→ Record extracts
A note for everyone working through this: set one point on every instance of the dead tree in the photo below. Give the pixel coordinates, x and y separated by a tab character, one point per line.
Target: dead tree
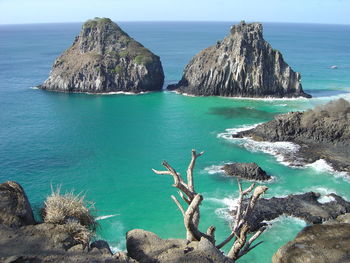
191	215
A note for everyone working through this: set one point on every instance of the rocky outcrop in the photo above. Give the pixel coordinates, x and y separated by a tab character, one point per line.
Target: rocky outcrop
242	64
147	247
248	171
322	133
15	210
50	243
103	58
304	206
24	240
317	244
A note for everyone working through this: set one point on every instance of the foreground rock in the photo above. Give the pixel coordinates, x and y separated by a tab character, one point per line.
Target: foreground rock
304	206
317	244
248	171
322	133
242	64
147	247
51	243
22	240
103	58
15	210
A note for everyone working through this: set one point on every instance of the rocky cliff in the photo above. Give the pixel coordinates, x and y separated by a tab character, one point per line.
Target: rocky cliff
103	58
322	133
242	64
24	240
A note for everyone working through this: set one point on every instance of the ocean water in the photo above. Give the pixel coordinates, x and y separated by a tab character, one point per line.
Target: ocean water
105	145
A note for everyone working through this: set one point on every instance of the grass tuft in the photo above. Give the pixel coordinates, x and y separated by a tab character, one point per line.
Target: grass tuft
62	208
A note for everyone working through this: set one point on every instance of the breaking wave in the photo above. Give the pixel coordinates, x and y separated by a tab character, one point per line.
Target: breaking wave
284	152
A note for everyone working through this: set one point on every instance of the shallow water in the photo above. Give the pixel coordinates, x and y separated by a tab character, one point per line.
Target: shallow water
106	146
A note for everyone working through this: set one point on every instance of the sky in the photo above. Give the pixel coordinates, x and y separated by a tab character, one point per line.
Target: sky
55	11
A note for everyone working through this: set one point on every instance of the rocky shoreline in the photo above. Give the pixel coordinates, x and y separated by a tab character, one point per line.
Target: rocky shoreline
25	240
305	206
321	133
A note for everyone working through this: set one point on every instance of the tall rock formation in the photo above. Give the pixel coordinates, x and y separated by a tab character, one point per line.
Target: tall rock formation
103	58
242	64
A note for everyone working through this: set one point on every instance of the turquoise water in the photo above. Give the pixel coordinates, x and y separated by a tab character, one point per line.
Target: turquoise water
105	146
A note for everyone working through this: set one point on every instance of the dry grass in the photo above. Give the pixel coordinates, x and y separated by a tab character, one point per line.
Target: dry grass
81	234
62	208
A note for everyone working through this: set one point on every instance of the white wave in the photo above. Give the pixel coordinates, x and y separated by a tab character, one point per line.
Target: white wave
268	99
230	204
325	199
345	95
105	217
116	93
232	131
322	166
214	169
278	149
283	218
217	169
115	249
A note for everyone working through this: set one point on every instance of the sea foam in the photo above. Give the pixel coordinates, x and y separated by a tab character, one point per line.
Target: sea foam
322	166
278	149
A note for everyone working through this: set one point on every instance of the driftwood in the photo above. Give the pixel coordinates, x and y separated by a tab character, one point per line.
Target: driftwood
240	228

→ Work to do
Rewrite all the records above with "pixel coordinates" replaced by "image coordinates" wherever it occurs, leaving everything else as it is. Omit the pictures.

→ Answer in full
A note for everyone working through this: set one point on every instance of the dead tree in the photo below. Give the image coordinates, x and y separated by a tab character, one point per line.
Target: dead tree
191	215
A note for everyone working through this: set one point on every instance of the rocky outcrop in the photo above. Give the image coordinates, x and y separated by a tab character, one point per line.
Target: rocky outcrop
242	64
147	247
248	171
322	133
15	210
50	243
103	58
304	206
24	240
317	244
A note for everyone working through this: set one point on every instance of the foreground rock in the photo above. Give the image coordinates, x and y separated by a tab character, one point per line.
Target: foreground rock
304	206
317	244
248	171
322	133
242	64
147	247
51	243
22	240
103	58
15	210
A note for everyone working through this: set one point on every instance of the rocky cliff in the photo above. Give the image coordinates, x and y separated by a tab character, one point per line.
Target: rocky cliff
103	58
322	133
242	64
24	240
A note for everyone working through this: set one point on every instance of the ocean water in the photo above. Give the image coordinates, x and y separated by a tab character, one point per line.
Target: ocean water
105	145
A note for everyone working through this: set one point on every instance of the grass tuft in the photo above. Give the image coordinates, x and y separated by a tab character, one point per line.
Target: grass tuft
62	208
A note for everyone working through this: set one point on every instance of the breaking wave in the photo above. Give the image coordinates, x and y separated by a tab character, one point per line.
Target: breaking wave
284	152
A note for everyone working through this: set one point on every instance of the shallow water in the photo above. Give the image coordinates, x and y separated by a tab character, one point per line.
Target: shallow water
106	146
A note for everyone working through this: set one point on every instance of the sky in the photo above. Give the image coordinates, x and y separated by a tab character, one point per line.
Target: sky
55	11
A note for everyone working through this: set one point on every instance of the rocky shoreline in the photo above. Give the image coordinates, x and y separated by a tab character, one point per line.
Target: rocky shoreline
25	240
305	206
321	133
A note for everyone working through this: set one point on every instance of the tall rock formation in the photo above. Give the image coordinates, x and y separated by a tab character, one point per line.
Target: tall rock formation
103	58
242	64
A note for everyone working through this: set one point on every instance of the turquoise water in the photo above. Give the image coordinates, x and y separated by a tab character, one point per line.
Target: turquoise water
105	146
A note for everyone working through this: set one point on every instance of the dry grass in the photo above. Give the image coordinates, x and y separated by a tab character, one point per line.
Target: dry grass
81	234
62	208
A note for everyone working through this: set one point on every instance of the white wave in the photo above. Give the image coordinates, x and y separated by a tab character, one point per line.
Target: white wave
268	99
230	204
325	199
345	95
105	217
116	93
232	131
322	166
214	169
278	149
283	218
217	169
115	249
A note for everyone working through this: set one point on every instance of the sea foam in the photo above. Give the image coordinates, x and y separated by a tab character, one point per line.
Target: sea foam
322	166
278	149
A note for everyone working through this: set one point on every instance of the driftwood in the photo above. Give the image coordinates, x and y separated by a tab character, one point per line.
Target: driftwood
240	228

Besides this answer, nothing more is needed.